→ **Opdracht 1**:
Geef alle woorden en woordgroepen uit de tekst over de zwavelzwam en het glanzend druivenpitje die volledig in hoofdletters staan.
→ **Opdracht 2**:
Breid de tekst over de zwavelzwam en het glanzend druivenpitje uit door verder te schrijven na de laatste zin.

→ **Gekozen fragment**:

Zwavelzwam
De eerste paddenstoel die ik al op 28 april in het "Roekes" (in de Krang) aantrof, was deze grootformaat "kakelverse" Chicken of the wood, oftewel ZWAVELZWAM (Laetiporus sulphureus). Een prachtexemplaar. Aangezien ik al genoeg over deze paddenstoel heb verteld, ga ik er verder niets over schrijven. Wil je er toch meer over weten, dan moet je even op de foto of HIER klikken.
Glanzend druivenpitje
Het GLANZEND DRUIVENPITJE (Leocarpus fragilis) dat ik afgelopen week vond, is een slijmzwam of myxomyceet. Slijmzwammen voeden zich met micro-organismen en schimmelsporen en kunnen zich in hun zoektocht als plasmodium naar voedsel bewegen. Ze laten daarbij vaak een zichtbaar spoor achter. Het plasmodium van dit druivenpitje is geel van kleur. Na verloop van tijd ontstaan er sporenlichamen.

→ **Getoonde gegevens**:

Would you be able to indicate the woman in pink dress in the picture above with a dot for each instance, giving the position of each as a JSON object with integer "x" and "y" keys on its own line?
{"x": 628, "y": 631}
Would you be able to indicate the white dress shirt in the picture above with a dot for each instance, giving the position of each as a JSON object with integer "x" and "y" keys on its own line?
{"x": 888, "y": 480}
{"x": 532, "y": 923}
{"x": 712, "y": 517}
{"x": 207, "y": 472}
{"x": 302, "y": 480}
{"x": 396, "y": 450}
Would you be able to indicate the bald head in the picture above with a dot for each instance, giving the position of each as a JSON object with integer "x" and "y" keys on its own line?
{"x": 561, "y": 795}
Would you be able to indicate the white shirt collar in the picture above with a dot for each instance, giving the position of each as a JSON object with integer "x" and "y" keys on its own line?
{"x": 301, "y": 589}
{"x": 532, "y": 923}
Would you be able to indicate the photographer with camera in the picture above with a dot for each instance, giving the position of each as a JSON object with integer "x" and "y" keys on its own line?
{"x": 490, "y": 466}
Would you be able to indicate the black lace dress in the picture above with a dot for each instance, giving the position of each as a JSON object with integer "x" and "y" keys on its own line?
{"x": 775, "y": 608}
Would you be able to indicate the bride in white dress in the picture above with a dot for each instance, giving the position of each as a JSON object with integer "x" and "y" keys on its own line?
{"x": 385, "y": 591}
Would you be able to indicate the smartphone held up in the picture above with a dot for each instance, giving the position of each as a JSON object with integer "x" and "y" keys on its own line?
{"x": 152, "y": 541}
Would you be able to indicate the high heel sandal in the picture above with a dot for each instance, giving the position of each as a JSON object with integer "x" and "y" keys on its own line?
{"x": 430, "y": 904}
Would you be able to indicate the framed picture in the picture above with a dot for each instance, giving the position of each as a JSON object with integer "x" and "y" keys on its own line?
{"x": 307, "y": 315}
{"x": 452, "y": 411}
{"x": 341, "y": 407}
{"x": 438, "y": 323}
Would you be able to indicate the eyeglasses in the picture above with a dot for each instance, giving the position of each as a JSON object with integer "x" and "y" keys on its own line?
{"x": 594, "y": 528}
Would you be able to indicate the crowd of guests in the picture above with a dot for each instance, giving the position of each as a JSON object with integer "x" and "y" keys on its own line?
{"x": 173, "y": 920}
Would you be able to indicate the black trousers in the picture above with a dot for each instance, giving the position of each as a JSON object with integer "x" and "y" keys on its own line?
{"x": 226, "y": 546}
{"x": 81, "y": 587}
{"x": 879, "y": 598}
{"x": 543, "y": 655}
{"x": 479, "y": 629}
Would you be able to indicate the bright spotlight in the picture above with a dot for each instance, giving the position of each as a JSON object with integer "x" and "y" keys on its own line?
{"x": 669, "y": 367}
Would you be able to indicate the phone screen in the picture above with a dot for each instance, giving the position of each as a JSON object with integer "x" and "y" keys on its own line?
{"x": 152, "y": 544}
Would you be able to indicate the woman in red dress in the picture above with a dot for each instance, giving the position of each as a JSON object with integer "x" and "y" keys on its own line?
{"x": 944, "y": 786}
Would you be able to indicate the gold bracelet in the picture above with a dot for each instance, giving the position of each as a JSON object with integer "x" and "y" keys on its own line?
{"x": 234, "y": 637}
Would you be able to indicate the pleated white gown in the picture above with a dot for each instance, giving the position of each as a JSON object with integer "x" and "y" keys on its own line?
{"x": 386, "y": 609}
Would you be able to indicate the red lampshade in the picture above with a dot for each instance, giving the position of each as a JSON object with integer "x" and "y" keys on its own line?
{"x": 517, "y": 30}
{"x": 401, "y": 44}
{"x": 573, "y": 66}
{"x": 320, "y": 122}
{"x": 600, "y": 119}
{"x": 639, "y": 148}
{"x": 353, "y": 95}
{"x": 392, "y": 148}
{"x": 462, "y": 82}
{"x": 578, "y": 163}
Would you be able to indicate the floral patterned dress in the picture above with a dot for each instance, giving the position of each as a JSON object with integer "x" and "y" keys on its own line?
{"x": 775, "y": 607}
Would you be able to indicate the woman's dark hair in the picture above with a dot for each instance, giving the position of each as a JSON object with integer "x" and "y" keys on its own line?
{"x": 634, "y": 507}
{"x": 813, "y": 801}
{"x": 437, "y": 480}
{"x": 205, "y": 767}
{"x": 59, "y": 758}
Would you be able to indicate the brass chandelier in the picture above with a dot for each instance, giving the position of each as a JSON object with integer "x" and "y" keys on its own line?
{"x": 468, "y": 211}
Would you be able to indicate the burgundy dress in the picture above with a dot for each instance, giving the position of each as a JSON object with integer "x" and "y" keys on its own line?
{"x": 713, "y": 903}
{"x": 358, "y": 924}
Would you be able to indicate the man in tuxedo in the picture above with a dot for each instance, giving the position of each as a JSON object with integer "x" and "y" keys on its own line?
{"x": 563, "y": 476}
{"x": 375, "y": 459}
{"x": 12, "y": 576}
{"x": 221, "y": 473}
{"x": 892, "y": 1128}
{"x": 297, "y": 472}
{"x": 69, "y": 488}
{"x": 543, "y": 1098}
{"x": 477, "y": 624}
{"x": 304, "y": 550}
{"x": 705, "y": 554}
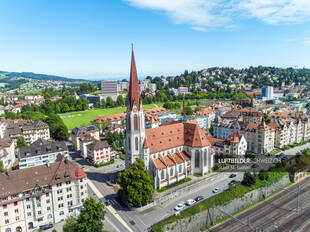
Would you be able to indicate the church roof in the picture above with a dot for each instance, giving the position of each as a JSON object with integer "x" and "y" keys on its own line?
{"x": 134, "y": 90}
{"x": 175, "y": 134}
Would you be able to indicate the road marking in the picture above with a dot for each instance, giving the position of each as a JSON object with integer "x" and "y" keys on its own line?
{"x": 110, "y": 208}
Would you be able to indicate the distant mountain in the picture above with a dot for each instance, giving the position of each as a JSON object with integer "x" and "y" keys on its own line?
{"x": 6, "y": 77}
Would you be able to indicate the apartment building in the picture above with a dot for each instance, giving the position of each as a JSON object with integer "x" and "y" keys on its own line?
{"x": 40, "y": 195}
{"x": 82, "y": 131}
{"x": 260, "y": 137}
{"x": 41, "y": 152}
{"x": 30, "y": 130}
{"x": 7, "y": 153}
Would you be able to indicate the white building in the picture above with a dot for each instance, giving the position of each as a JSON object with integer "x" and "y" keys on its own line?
{"x": 41, "y": 195}
{"x": 41, "y": 152}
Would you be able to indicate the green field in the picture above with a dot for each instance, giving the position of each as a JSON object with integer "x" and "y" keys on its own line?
{"x": 78, "y": 118}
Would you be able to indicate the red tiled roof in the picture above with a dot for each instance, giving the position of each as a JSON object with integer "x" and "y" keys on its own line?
{"x": 159, "y": 164}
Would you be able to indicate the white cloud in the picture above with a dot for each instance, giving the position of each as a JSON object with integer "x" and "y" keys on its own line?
{"x": 209, "y": 13}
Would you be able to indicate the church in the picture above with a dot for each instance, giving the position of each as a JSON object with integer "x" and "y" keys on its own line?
{"x": 171, "y": 152}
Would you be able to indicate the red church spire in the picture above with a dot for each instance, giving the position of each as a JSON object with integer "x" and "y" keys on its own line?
{"x": 134, "y": 90}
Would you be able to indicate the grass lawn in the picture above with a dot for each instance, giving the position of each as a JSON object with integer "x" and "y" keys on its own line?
{"x": 79, "y": 118}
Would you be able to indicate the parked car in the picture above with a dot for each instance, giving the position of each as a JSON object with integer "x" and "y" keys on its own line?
{"x": 179, "y": 207}
{"x": 46, "y": 227}
{"x": 232, "y": 175}
{"x": 190, "y": 202}
{"x": 216, "y": 190}
{"x": 199, "y": 198}
{"x": 232, "y": 183}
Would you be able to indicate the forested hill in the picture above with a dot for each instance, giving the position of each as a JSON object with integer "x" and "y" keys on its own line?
{"x": 6, "y": 77}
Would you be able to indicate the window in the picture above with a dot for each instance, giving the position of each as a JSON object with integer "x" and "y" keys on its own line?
{"x": 136, "y": 123}
{"x": 197, "y": 159}
{"x": 137, "y": 143}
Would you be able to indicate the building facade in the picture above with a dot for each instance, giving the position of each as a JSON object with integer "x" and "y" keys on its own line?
{"x": 41, "y": 195}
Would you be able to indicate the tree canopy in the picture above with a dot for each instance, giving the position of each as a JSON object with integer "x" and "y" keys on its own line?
{"x": 136, "y": 185}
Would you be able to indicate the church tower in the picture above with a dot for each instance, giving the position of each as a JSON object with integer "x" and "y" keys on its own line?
{"x": 135, "y": 120}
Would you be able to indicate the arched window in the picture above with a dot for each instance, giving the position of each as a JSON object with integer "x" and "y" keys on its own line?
{"x": 136, "y": 123}
{"x": 162, "y": 174}
{"x": 137, "y": 143}
{"x": 197, "y": 159}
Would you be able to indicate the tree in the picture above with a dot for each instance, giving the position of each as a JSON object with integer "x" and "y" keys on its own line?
{"x": 110, "y": 102}
{"x": 70, "y": 224}
{"x": 248, "y": 179}
{"x": 136, "y": 185}
{"x": 21, "y": 142}
{"x": 120, "y": 100}
{"x": 2, "y": 169}
{"x": 188, "y": 110}
{"x": 91, "y": 216}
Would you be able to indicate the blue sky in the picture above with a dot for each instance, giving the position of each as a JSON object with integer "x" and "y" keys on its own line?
{"x": 91, "y": 39}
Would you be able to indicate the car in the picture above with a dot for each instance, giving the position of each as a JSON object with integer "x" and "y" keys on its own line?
{"x": 216, "y": 190}
{"x": 232, "y": 175}
{"x": 179, "y": 207}
{"x": 46, "y": 227}
{"x": 232, "y": 183}
{"x": 190, "y": 202}
{"x": 199, "y": 198}
{"x": 255, "y": 166}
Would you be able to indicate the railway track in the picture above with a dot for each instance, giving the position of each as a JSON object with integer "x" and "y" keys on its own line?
{"x": 265, "y": 215}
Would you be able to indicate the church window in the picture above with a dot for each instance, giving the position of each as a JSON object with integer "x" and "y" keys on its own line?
{"x": 136, "y": 122}
{"x": 137, "y": 143}
{"x": 197, "y": 159}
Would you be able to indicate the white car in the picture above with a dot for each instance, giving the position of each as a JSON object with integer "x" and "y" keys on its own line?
{"x": 217, "y": 189}
{"x": 190, "y": 202}
{"x": 179, "y": 207}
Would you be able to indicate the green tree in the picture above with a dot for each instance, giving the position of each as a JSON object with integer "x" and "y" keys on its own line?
{"x": 188, "y": 110}
{"x": 21, "y": 142}
{"x": 120, "y": 100}
{"x": 2, "y": 169}
{"x": 91, "y": 217}
{"x": 70, "y": 224}
{"x": 110, "y": 102}
{"x": 136, "y": 184}
{"x": 248, "y": 179}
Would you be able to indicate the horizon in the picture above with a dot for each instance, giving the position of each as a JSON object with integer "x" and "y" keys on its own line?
{"x": 91, "y": 40}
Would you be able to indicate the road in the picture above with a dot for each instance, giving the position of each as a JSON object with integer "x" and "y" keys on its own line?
{"x": 277, "y": 213}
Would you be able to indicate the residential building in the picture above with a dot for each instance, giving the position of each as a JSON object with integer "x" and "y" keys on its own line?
{"x": 267, "y": 93}
{"x": 260, "y": 137}
{"x": 95, "y": 151}
{"x": 82, "y": 131}
{"x": 7, "y": 153}
{"x": 171, "y": 151}
{"x": 30, "y": 130}
{"x": 41, "y": 152}
{"x": 44, "y": 194}
{"x": 109, "y": 87}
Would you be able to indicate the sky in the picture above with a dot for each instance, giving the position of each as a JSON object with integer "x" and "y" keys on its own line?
{"x": 92, "y": 39}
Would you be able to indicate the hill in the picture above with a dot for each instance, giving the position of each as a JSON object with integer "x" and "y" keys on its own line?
{"x": 6, "y": 77}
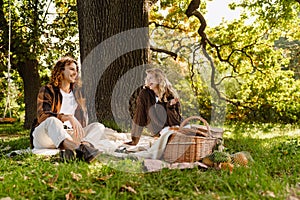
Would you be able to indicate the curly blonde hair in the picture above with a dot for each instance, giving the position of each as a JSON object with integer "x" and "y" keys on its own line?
{"x": 57, "y": 71}
{"x": 165, "y": 88}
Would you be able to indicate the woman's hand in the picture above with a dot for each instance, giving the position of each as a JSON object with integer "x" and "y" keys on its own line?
{"x": 77, "y": 128}
{"x": 134, "y": 141}
{"x": 174, "y": 101}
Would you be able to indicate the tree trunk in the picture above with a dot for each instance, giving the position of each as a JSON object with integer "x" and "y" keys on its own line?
{"x": 29, "y": 72}
{"x": 114, "y": 48}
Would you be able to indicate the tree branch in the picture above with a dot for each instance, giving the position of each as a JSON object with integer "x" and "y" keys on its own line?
{"x": 172, "y": 54}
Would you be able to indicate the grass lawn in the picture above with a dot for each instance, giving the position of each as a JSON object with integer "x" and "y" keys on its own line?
{"x": 275, "y": 174}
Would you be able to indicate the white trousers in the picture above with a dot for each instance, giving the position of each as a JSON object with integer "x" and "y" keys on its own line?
{"x": 50, "y": 133}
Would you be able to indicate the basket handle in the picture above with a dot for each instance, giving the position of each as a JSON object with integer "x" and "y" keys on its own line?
{"x": 195, "y": 117}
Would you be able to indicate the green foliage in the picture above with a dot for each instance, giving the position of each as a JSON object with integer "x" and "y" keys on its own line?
{"x": 289, "y": 147}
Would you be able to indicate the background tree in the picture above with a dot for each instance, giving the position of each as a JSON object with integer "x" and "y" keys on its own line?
{"x": 39, "y": 37}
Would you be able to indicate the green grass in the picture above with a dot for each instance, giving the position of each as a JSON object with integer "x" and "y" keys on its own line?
{"x": 274, "y": 174}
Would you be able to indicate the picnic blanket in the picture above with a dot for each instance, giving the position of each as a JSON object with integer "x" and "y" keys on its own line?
{"x": 149, "y": 149}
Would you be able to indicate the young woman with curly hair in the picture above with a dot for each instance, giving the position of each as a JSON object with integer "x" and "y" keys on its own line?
{"x": 62, "y": 115}
{"x": 157, "y": 106}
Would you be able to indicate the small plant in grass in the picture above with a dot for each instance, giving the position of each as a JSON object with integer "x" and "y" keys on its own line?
{"x": 289, "y": 147}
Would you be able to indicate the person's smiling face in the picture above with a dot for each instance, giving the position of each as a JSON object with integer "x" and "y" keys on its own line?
{"x": 70, "y": 73}
{"x": 151, "y": 81}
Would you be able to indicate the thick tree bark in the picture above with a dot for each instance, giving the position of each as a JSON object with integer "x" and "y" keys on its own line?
{"x": 113, "y": 42}
{"x": 28, "y": 70}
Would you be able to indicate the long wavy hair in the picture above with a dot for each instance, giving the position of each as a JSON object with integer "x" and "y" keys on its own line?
{"x": 57, "y": 72}
{"x": 165, "y": 88}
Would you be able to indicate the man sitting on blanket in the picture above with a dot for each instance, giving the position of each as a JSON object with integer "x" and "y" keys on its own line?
{"x": 157, "y": 106}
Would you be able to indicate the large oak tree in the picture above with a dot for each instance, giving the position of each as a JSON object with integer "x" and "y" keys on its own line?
{"x": 113, "y": 40}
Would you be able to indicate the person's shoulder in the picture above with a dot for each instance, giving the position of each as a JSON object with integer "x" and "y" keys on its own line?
{"x": 145, "y": 91}
{"x": 48, "y": 88}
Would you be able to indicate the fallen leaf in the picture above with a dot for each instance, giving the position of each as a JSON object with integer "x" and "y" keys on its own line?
{"x": 104, "y": 178}
{"x": 70, "y": 196}
{"x": 128, "y": 188}
{"x": 76, "y": 177}
{"x": 53, "y": 179}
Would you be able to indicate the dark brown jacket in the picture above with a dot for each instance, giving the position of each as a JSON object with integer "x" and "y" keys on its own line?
{"x": 154, "y": 115}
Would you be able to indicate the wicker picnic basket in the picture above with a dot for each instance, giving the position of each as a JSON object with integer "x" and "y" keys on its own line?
{"x": 189, "y": 144}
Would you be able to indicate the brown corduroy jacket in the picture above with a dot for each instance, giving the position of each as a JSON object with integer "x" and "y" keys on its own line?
{"x": 49, "y": 104}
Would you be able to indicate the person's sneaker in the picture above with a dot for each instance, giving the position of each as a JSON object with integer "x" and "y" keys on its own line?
{"x": 87, "y": 153}
{"x": 67, "y": 155}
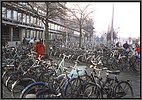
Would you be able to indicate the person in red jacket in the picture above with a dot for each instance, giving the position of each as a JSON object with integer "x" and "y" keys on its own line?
{"x": 137, "y": 50}
{"x": 40, "y": 49}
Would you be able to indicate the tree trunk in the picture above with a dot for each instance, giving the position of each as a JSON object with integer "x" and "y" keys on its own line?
{"x": 46, "y": 32}
{"x": 46, "y": 38}
{"x": 80, "y": 37}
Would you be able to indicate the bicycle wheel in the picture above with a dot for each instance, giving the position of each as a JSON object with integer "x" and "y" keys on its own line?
{"x": 10, "y": 80}
{"x": 19, "y": 85}
{"x": 31, "y": 90}
{"x": 92, "y": 90}
{"x": 75, "y": 87}
{"x": 71, "y": 88}
{"x": 4, "y": 77}
{"x": 123, "y": 90}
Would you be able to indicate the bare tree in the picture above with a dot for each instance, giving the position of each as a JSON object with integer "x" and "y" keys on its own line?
{"x": 46, "y": 11}
{"x": 80, "y": 16}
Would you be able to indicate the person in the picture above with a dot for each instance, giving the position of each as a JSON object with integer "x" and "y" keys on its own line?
{"x": 126, "y": 45}
{"x": 117, "y": 44}
{"x": 137, "y": 51}
{"x": 24, "y": 41}
{"x": 4, "y": 42}
{"x": 40, "y": 49}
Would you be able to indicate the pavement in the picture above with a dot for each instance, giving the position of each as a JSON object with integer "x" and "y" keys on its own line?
{"x": 135, "y": 77}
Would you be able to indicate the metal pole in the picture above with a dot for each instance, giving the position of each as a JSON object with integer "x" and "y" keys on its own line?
{"x": 112, "y": 24}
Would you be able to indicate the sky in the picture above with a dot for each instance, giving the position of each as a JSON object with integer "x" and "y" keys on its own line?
{"x": 126, "y": 17}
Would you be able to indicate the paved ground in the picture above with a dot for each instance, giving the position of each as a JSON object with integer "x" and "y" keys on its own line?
{"x": 123, "y": 76}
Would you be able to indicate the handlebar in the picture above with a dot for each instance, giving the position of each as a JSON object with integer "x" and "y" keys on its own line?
{"x": 94, "y": 67}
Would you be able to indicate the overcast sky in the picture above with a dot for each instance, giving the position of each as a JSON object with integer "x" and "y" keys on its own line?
{"x": 126, "y": 17}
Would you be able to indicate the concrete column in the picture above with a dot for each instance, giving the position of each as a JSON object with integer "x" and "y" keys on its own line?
{"x": 11, "y": 34}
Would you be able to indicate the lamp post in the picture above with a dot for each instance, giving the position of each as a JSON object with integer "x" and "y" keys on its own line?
{"x": 112, "y": 30}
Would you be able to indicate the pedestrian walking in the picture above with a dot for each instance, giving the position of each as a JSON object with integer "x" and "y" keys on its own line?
{"x": 39, "y": 49}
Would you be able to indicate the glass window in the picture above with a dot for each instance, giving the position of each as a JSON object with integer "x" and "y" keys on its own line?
{"x": 28, "y": 33}
{"x": 56, "y": 27}
{"x": 24, "y": 18}
{"x": 52, "y": 26}
{"x": 37, "y": 21}
{"x": 28, "y": 19}
{"x": 15, "y": 15}
{"x": 19, "y": 17}
{"x": 34, "y": 21}
{"x": 3, "y": 12}
{"x": 8, "y": 13}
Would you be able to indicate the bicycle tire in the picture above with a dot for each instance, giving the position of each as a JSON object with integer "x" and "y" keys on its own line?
{"x": 94, "y": 91}
{"x": 20, "y": 85}
{"x": 33, "y": 89}
{"x": 120, "y": 92}
{"x": 73, "y": 87}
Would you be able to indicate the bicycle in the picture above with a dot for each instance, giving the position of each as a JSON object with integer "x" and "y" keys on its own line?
{"x": 111, "y": 87}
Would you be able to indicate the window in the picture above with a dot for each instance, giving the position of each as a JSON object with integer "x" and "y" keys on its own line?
{"x": 52, "y": 26}
{"x": 37, "y": 21}
{"x": 19, "y": 17}
{"x": 8, "y": 13}
{"x": 15, "y": 15}
{"x": 32, "y": 20}
{"x": 56, "y": 27}
{"x": 28, "y": 33}
{"x": 3, "y": 12}
{"x": 28, "y": 19}
{"x": 24, "y": 18}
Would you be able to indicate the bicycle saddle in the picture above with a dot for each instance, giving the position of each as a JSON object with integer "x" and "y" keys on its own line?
{"x": 117, "y": 72}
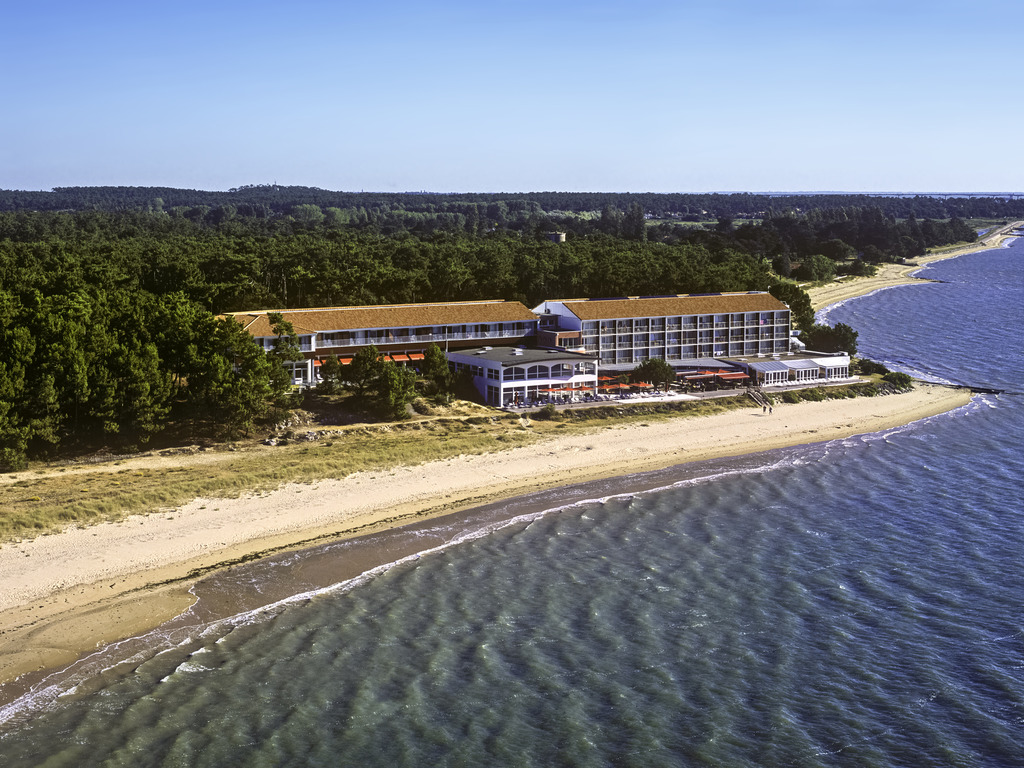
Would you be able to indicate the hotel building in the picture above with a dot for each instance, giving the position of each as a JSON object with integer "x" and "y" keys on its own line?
{"x": 400, "y": 332}
{"x": 679, "y": 328}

→ **Resultaat 1**:
ZWAVELZWAM, HIER, GLANZEND DRUIVENPITJE

→ **Resultaat 2**:
Hoewel het een vrij algemeen voorkomende soort is, is het voor mij een bijzondere vondst, want het is maar een heel klein knotsvormig, hangend, glanzend geel vruchtlichaampje (Ø 1 - 2 mm). Dus het vinden ervan is vaak bij toeval. Zo ook nu. Het groeit saprotroof op dode bladeren, takjes en naalden van naaldbomen, maar ook op levende planten en boomstammen. Een schimmel dus dat zijn celmateriaal opbouwt door het opnemen van organische stoffen uit dode andere organismen
De vruchtlichamen groeien dicht bij elkaar in groepen. De vorm is zijn gedrongen tot langwerpig eivormig of knotsvormig. Er zijn ook cilindrische vormen met een afgeronde top en een conische basis. Soms zijn ze aan de zijkant gedeukt. Ze hebben een gele, geelbruine tot donker roodbruine kleur en hebben een glanzend oppervlak. De mooie kleur duurt maar kort. Na 24 uur zijn de sporen rijp, is de kleur weg en verstuiven de sporen.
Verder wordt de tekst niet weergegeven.